(Text block)
If Warren Jennings is right, there will be plenty of follow up. “There are a lot of farmers in trouble,” said the president of First National Bank in DeWitt, Ark. “Yesterday, bank examiners called me with a survey. They wanted to know what things look like. I said, ‘It looks horrible.’ Right now, I’m working on a list of what I think we’ll be looking at carryover-wise. It’s bad.”

While not willing to discuss individual cases and working off preliminary figures, Jennings said 30 percent to over 40 percent of his farming customers won’t cash flow. He’s heard similar numbers from other banks in the state.

“(Producers) won’t get enough for the rice and soybeans they’re cutting right now to pay the bank back. And it isn’t the situation with the bank so much as it is the credit they’ve got out with the fertilizer and fuel companies.”

Currently, a gallon of diesel costs between $2.60 and $3.25. A ton of urea costs $345. With the price of natural gas expected to rise, urea prices could jump to $400 or $500 per ton.

“I had an older farmer come into my office the other day,” said Jennings. “He said, ‘When I first grew rice, I sold it for $3 and paid 9 cents per gallon of diesel. Now, I’m paying $3 a gallon for diesel and still getting $3 for my rice.’”

(Provided records)
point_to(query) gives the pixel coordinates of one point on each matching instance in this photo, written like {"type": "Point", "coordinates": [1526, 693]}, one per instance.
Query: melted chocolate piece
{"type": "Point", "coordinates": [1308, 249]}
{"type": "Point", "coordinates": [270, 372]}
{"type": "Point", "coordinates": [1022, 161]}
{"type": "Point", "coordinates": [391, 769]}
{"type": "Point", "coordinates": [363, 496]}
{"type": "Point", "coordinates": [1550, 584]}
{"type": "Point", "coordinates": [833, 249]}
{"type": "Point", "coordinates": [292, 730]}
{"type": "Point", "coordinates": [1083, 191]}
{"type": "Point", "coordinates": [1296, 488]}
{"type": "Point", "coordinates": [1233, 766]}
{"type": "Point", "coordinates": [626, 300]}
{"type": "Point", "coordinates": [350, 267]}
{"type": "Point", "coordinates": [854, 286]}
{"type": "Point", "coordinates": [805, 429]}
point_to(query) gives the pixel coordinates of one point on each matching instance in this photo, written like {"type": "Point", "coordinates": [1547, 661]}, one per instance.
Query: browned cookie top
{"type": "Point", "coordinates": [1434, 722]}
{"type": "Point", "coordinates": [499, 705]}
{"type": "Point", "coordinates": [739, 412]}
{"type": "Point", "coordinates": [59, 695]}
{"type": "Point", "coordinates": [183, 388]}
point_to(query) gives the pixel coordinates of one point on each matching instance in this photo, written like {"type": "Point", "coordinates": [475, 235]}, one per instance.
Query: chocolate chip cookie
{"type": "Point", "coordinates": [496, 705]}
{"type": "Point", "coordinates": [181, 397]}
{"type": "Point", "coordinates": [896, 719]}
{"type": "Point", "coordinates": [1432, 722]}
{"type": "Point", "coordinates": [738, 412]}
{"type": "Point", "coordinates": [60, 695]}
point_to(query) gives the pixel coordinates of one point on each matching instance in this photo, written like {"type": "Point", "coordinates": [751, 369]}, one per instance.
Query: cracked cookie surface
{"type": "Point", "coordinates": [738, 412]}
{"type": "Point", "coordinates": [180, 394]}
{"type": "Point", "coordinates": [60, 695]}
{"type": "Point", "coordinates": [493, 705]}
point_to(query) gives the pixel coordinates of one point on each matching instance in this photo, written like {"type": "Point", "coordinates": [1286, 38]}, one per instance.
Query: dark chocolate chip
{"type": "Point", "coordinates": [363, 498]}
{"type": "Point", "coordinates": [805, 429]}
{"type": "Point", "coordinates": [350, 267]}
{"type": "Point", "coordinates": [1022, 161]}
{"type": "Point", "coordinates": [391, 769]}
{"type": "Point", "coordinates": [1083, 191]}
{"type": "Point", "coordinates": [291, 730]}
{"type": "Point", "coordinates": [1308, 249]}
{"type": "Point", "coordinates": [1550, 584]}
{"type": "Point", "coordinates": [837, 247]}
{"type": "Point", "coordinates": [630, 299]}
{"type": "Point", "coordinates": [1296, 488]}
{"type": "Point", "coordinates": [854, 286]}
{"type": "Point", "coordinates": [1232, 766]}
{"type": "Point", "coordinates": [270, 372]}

(Exercise aim)
Can you reproduce the passage on Arkansas farmers' debts word for word, in full? You won't need anything in the listing.

(Solution for this exercise)
If Warren Jennings is right, there will be plenty of follow up. “There are a lot of farmers in trouble,” said the president of First National Bank in DeWitt, Ark. “Yesterday, bank examiners called me with a survey. They wanted to know what things look like. I said, ‘It looks horrible.’ Right now, I’m working on a list of what I think we’ll be looking at carryover-wise. It’s bad.”

While not willing to discuss individual cases and working off preliminary figures, Jennings said 30 percent to over 40 percent of his farming customers won’t cash flow. He’s heard similar numbers from other banks in the state.

“(Producers) won’t get enough for the rice and soybeans they’re cutting right now to pay the bank back. And it isn’t the situation with the bank so much as it is the credit they’ve got out with the fertilizer and fuel companies.”

Currently, a gallon of diesel costs between $2.60 and $3.25. A ton of urea costs $345. With the price of natural gas expected to rise, urea prices could jump to $400 or $500 per ton.

“I had an older farmer come into my office the other day,” said Jennings. “He said, ‘When I first grew rice, I sold it for $3 and paid 9 cents per gallon of diesel. Now, I’m paying $3 a gallon for diesel and still getting $3 for my rice.’”